_What you will do_
Count, in the entries below, the lines in which "woman" occurs. Give the number, nothing more.

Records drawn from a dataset
--------------------
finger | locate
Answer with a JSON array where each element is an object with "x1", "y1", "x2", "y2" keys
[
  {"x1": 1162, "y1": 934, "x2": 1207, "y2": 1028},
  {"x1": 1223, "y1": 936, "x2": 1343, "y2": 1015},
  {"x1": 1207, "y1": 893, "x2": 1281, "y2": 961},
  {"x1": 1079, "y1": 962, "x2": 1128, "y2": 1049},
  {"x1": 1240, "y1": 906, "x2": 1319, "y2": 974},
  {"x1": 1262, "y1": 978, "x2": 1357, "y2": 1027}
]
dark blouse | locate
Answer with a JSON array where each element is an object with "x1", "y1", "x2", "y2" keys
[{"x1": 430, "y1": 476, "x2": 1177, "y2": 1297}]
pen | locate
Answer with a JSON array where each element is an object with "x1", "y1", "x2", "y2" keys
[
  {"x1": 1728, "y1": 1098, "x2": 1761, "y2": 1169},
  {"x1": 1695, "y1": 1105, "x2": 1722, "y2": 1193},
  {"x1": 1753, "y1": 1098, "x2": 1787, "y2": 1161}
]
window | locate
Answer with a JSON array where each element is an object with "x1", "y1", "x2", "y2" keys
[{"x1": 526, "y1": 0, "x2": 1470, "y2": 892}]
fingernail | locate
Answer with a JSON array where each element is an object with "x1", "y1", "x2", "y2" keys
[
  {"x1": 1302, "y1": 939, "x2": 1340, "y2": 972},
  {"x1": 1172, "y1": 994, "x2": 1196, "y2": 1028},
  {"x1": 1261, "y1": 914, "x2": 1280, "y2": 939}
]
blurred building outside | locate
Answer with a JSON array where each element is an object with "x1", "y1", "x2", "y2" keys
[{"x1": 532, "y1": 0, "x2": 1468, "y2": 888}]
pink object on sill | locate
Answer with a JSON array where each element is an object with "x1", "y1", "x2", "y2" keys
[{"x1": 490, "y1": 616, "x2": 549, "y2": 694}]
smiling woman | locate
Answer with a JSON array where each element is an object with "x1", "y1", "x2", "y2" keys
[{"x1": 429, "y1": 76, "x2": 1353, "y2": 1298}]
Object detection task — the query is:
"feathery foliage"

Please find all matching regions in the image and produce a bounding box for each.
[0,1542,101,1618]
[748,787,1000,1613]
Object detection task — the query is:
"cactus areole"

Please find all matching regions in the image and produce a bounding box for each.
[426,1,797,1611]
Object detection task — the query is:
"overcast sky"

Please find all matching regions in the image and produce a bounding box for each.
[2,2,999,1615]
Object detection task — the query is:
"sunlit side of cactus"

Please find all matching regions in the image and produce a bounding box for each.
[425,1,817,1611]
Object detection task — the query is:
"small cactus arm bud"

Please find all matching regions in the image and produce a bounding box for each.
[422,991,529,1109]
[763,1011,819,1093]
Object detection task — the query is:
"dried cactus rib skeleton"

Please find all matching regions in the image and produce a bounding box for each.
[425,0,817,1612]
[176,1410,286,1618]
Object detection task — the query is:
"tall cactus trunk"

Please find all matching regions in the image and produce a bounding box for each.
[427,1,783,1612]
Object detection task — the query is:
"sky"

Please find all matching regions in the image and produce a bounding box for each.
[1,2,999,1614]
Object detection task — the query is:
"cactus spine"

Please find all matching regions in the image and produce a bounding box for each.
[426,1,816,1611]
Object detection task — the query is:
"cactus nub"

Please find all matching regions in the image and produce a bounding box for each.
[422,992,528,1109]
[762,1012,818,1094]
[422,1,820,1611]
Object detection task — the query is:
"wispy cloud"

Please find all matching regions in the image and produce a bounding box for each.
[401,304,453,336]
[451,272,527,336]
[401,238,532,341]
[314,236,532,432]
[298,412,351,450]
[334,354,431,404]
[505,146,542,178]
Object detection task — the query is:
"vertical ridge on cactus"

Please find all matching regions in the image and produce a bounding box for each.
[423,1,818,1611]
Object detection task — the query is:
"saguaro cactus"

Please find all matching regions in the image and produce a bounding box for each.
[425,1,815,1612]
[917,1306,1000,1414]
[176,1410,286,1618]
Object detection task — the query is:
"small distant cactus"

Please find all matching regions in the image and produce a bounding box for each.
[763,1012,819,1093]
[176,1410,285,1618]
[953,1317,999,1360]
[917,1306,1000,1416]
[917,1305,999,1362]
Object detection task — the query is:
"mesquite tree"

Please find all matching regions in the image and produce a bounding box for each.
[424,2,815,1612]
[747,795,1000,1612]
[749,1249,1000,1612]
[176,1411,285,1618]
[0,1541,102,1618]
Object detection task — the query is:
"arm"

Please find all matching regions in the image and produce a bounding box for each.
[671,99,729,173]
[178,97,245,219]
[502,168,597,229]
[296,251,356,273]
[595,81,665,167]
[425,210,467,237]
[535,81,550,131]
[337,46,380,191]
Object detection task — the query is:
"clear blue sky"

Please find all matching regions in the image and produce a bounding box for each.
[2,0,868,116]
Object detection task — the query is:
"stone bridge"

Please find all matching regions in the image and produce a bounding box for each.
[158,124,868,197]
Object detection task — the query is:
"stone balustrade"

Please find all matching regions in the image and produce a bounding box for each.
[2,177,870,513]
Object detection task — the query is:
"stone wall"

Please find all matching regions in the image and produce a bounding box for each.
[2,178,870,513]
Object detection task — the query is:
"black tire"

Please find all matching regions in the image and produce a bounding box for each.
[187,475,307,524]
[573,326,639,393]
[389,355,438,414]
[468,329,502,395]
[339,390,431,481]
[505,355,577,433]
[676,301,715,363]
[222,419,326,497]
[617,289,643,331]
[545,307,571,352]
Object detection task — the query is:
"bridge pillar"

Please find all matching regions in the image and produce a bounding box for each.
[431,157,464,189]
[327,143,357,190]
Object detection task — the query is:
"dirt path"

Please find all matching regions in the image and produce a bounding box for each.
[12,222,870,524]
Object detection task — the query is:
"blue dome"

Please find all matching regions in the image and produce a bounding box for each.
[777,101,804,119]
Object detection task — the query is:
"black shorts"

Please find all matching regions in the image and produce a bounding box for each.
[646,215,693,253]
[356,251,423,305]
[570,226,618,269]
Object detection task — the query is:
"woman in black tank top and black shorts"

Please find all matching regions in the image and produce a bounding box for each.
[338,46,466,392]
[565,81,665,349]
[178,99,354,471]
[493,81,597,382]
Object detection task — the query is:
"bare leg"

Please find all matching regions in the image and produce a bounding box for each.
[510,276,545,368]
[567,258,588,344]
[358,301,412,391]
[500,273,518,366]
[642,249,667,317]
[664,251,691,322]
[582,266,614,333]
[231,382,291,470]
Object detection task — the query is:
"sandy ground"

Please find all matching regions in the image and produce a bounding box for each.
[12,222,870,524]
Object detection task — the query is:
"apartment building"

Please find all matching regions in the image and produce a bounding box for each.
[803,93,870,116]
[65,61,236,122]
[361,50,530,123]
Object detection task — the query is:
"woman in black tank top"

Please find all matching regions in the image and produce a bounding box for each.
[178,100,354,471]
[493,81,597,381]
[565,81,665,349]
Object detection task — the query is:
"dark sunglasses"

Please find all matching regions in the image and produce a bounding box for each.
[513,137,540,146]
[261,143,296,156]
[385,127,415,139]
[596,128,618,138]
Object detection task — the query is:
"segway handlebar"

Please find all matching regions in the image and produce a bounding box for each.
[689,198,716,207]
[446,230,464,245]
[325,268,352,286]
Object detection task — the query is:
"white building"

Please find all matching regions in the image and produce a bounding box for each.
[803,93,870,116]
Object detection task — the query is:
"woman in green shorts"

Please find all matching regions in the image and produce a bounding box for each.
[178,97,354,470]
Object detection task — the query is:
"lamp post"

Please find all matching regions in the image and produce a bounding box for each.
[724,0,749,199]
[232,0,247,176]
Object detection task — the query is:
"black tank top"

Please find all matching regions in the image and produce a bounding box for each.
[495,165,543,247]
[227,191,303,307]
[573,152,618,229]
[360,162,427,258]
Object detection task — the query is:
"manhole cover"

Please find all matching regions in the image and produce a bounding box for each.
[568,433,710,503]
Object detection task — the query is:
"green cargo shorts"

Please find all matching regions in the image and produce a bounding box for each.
--------------------
_Response to the task_
4